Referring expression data
*** Block opens ***
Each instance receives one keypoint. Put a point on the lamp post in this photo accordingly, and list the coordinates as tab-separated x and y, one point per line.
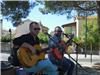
85	33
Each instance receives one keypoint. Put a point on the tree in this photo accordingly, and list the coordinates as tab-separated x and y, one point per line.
83	8
16	10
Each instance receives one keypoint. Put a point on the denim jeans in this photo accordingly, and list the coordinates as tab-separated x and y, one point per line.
66	64
45	65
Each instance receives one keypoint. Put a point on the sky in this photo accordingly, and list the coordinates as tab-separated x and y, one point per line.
48	20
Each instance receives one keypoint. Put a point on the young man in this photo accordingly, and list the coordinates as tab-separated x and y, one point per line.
28	41
56	54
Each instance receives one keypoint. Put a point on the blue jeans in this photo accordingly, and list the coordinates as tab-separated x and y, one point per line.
45	65
66	64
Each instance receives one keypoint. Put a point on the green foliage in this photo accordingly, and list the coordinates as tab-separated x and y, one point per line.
16	10
92	34
66	7
43	38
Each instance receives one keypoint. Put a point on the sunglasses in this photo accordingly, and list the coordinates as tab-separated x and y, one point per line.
36	28
59	31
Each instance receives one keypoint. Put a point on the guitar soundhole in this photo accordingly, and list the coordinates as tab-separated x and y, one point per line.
29	53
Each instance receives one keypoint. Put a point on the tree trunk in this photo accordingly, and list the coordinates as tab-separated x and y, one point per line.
98	13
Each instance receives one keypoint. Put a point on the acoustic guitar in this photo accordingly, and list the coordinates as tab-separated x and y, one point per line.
61	47
27	58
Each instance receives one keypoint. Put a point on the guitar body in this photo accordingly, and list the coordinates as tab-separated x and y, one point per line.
27	58
56	51
57	54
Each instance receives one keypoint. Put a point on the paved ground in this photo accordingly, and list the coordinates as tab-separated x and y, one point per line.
88	67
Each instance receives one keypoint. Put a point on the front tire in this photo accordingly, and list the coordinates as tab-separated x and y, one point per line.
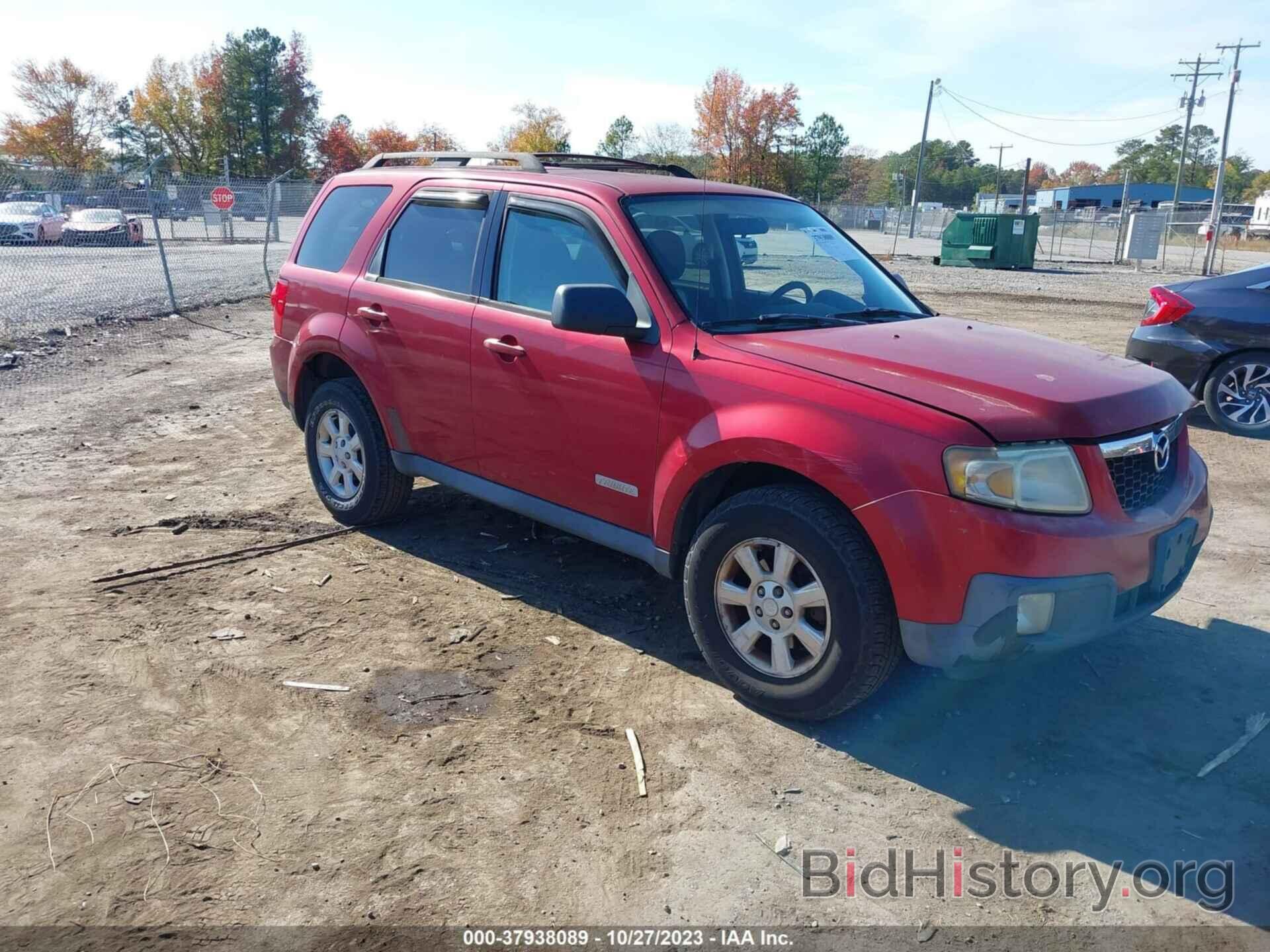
810	629
349	454
1238	394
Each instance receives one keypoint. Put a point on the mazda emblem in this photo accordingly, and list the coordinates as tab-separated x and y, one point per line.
1161	451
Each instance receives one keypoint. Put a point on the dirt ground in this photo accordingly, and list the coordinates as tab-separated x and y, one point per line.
478	770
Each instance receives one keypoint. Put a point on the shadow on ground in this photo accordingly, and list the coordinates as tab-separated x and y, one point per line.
1094	750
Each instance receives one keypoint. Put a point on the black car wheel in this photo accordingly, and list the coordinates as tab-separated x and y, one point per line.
1238	394
789	603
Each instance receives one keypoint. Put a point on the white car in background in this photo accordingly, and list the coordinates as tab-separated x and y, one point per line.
30	222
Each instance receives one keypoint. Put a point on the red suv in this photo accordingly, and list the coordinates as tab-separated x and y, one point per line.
835	471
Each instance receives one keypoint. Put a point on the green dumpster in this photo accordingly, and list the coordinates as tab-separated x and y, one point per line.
990	241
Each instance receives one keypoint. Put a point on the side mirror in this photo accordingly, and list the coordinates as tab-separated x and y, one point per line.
595	309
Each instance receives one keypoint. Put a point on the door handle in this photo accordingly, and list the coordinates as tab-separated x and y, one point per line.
503	348
374	314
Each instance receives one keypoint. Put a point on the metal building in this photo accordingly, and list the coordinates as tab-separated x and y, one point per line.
1147	194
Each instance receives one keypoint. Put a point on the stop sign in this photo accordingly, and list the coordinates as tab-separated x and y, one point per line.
222	198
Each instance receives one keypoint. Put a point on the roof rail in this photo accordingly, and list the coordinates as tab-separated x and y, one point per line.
526	160
605	163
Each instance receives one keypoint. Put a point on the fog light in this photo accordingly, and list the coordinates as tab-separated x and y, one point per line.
1035	612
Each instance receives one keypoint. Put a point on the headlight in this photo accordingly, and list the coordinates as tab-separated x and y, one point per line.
1039	477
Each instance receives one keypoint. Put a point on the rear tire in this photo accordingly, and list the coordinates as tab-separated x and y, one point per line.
861	631
1231	403
379	492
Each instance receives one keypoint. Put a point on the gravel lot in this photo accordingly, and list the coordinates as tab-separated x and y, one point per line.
56	286
513	803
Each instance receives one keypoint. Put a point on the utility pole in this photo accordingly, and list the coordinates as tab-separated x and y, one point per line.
1001	151
1216	219
1194	75
921	158
1124	218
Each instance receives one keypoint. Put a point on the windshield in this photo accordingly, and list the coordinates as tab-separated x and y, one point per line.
795	267
99	215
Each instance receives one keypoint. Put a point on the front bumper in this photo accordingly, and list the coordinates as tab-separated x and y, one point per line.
1086	607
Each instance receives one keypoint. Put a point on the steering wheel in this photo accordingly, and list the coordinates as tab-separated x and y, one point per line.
793	286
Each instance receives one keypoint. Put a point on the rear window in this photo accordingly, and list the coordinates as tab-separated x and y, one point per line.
435	245
338	223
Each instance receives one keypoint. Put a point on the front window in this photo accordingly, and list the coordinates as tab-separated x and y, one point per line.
741	263
98	215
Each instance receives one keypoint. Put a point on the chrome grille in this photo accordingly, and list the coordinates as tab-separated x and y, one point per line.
1133	465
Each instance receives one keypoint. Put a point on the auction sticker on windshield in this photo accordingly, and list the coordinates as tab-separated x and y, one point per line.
831	243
*** Block closes ***
All the lines above should be reproduced exactly, and none of the pictures.

### WRITTEN SOLUTION
Each instance receives one keypoint. Put a point on the lamp post in this photo accordingly, and list the coordinates as tab-separated x and y, one point per line.
85	33
Each instance receives one keypoint. Put a point on the tree in this photo accordingly, and list the coordinates as tab-separated x and y, one point per line.
83	8
16	10
Each instance receives one keypoint. Put a point on the denim jeans in this photo accordingly, and list the coordinates as tab-separated x and y, one point per line.
66	64
45	65
Each instance receives one keypoint. Put a point on the sky in this photo accordingly, and list the coordinates as tab-separated x and y, one point per line.
48	20
Each instance receives one keypoint. Put a point on the young man in this photo accordingly, and list the coordinates as tab-separated x and y, one point per line.
28	41
56	54
Each instance receives one keypoint. Put a point on the blue jeans in this photo accordingly, and list the coordinates as tab-separated x and y, one point per line.
45	65
66	64
Each instance receives one keypoint. Put a point on the green foliage in this photo accordingly, and list the coordinates as tab-separated x and y, one point per line.
16	10
92	34
66	7
43	38
Each instance receives one keypoint. Put a point on the sunglasses in this photo accordingly, and list the coordinates as tab-separated x and y, one point per line.
36	28
59	31
Each instance receives one keypoint. Put a point on the guitar soundhole in this photo accordingly, and list the coordinates as tab-separated x and y, one point per line.
29	53
Each instance receives one keypoint. Put a point on the tree trunk in this photo accordingly, and list the coordinates as tab-separated x and y, one point per line.
98	13
Each instance receives one keypoint. Put a point on the acoustic guitar in this photo accordingly, and list the coordinates as tab-separated x and y, one point per line.
61	47
27	58
Each instance receives one keypoint. Put a point on the guitar body in this photo accordingly, and list the coordinates as tab-separated x and y, one point per line.
27	58
56	51
57	54
Each instance receives one keypoint. Put a point on the paved ground in this photo accordingly, and list the coordinates as tab-separated x and y, one point per line.
88	67
Each instance receives one keypoint. Put a point on the front tire in this photo accordingly, and list the coordinates as tab-separated x and y, one point per line.
810	629
349	454
1238	394
Each instance receives one keypoint. Put a point on the mazda emblem in this photo accordingly, and list the coordinates as tab-separated x and y, one point per line.
1161	451
Each instance receives one keypoint. Put a point on the dirt ground in this photo accordingly, and list the coordinates as tab-separated x and y, one point per line.
478	770
Each instance receives one keypoint. Put a point on the shadow on ground in this photo accordingly, and list the coordinates as tab-separated x and y, one point per line.
1094	750
Each instance receives one keypoint. Put a point on the black car wheel in this photo accordingly, and list the coordinates as tab-separated x and y, one point per line.
1238	394
789	603
Each instance receives one keypoint. Put a point on the white car in background in this photo accordingly, and list the coordinates as tab-separated x and y, one point per line.
30	222
Each instance receives one keypoint. Put a point on the red suv in this photo accordingly, and list the coordinates as tab-separated x and y, one point per line.
835	471
Each instance receives one keypoint. Put a point on the green dumpster in this photo accordingly, and list the coordinates as tab-separated x and y, one point per line.
990	241
Each instance receives one keypoint. Put a point on the side mirror in this photo accordingly, and list the coordinates as tab-separated x and y, one point per line.
595	309
Each instance receives one keypoint. Put a point on the door handle in this photo accordingly, and list the coordinates as tab-separated x and y, one point per line.
503	348
374	314
Each instance receives one keypoint. Put a point on the metal building in this photo accordingly, and list the coordinates as tab-separated x and y, one point per line.
1147	194
Each instance receives one keypoint. Put a point on the stop sign in this photo accordingly, and list the coordinates as tab-separated x and y, one point per line.
222	198
Each instance receives one keypoint. Put a point on the roof rail in this photo accordingly, and list the coordinates as tab-separated x and y, one point per line.
526	160
605	163
Each instance receives one keypoint. Put a point on the fog light in this photo accordingly, and list the coordinates as tab-separated x and y, one point per line.
1035	612
Each instance receives one keypoint. Put a point on the headlight in this photo accordingly, and list the coordinates as tab-separated x and y, one point per line.
1039	477
Each instance receives one keypoint. Put a point on the rear tire in this photo accordingly, and list the coordinates as tab-separated x and y, one point per line.
861	631
1231	403
379	492
Each instance receives one keypoint. Put a point on the gravel lot in this photo accordingly, and list the coordinates as tab-separated x and y, one point per line.
56	286
513	803
Each instance receives one keypoint. Put a point on the utility pole in this photo accordingly, and list the coordinates as tab-separated x and y, one point per line.
1001	151
1216	219
1194	75
921	158
1124	218
Each instance receives one keypoint. Put a point on the windshield in this photo accordingly, and list the coordinates as tab-separated x and y, one point per line.
795	267
99	215
Each instance receives one keypoint. Put a point on the front bumper in this photo accordingly, and list the coordinates as tab-separated x and y, one point per line.
1086	607
Each instance receives one keypoint. Put a point on the steering wheel in this photo accordingly, and list the coordinates as tab-separated x and y, one point per line.
793	286
Each instance receives one keypoint. Put a point on the rear window in this photo accordingly, and list the coordinates as tab-separated x and y, one point per line.
435	245
338	223
Each instance receives one keypoint. Put a point on the front window in this photo accordingly, and list the coordinates as tab-separated x and y, one point per line.
741	263
98	215
Each instance receives one keypoint. Put a point on the chrome grille in this photo accordingly, and list the coordinates as tab-separated x and y, one point per line.
1133	465
Each instance receives one keypoint. Put a point on the auction sticker on windshield in this photo accordingly, and list the coordinates as tab-separated x and y, one point per line.
831	243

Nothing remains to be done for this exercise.